Below are the records; copy exactly the stretch from the line containing "Target: evergreen tree" through the line containing "point: one pixel per instance, each like <point>979,149</point>.", both ends included, and nothing else.

····················

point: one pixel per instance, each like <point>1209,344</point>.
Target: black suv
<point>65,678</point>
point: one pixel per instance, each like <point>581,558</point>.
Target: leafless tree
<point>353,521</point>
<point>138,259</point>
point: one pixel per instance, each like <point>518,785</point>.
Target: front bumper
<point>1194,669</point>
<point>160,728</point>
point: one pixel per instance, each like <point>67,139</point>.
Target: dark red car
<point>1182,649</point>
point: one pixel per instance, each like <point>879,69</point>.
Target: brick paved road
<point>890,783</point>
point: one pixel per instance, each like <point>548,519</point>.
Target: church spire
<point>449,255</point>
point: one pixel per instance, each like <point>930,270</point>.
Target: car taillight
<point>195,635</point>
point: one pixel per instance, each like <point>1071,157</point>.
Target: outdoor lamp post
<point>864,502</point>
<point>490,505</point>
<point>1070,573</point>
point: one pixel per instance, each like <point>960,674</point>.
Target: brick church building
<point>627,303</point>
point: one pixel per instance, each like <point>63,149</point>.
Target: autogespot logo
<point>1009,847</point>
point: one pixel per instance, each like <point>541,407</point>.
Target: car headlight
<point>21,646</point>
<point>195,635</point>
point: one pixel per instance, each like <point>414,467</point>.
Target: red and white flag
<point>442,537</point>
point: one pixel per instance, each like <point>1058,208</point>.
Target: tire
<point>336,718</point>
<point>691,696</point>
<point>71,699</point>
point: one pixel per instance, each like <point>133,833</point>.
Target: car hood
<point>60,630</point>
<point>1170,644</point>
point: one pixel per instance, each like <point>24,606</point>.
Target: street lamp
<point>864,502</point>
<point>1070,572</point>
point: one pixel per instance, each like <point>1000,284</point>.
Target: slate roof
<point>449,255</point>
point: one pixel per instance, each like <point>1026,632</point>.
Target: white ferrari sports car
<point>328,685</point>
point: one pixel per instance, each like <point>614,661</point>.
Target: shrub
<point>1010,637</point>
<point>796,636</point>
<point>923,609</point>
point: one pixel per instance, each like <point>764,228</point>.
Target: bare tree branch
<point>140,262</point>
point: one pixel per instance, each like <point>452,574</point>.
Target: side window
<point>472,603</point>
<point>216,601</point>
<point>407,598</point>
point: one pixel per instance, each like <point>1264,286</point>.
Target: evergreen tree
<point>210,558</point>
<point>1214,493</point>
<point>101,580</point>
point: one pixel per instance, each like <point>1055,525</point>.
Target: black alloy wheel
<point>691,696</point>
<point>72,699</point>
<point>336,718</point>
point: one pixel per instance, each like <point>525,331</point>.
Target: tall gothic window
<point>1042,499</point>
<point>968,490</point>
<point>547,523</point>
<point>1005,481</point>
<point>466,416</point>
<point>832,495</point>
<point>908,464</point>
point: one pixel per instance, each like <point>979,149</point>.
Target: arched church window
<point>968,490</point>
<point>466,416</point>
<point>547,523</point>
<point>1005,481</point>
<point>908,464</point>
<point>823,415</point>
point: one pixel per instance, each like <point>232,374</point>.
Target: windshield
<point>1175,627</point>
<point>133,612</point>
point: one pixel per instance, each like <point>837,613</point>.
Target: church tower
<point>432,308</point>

····················

REPLY:
Target: evergreen tree
<point>210,558</point>
<point>1214,493</point>
<point>101,580</point>
point: one pixel per instance, each like <point>1055,525</point>.
Target: black alloy wheel
<point>691,696</point>
<point>72,699</point>
<point>336,718</point>
point: one pixel per instance, each like <point>525,331</point>.
Target: tall gothic window
<point>1042,499</point>
<point>968,490</point>
<point>547,523</point>
<point>1005,481</point>
<point>466,416</point>
<point>832,495</point>
<point>908,464</point>
point: one pixel per instance, each like <point>979,149</point>.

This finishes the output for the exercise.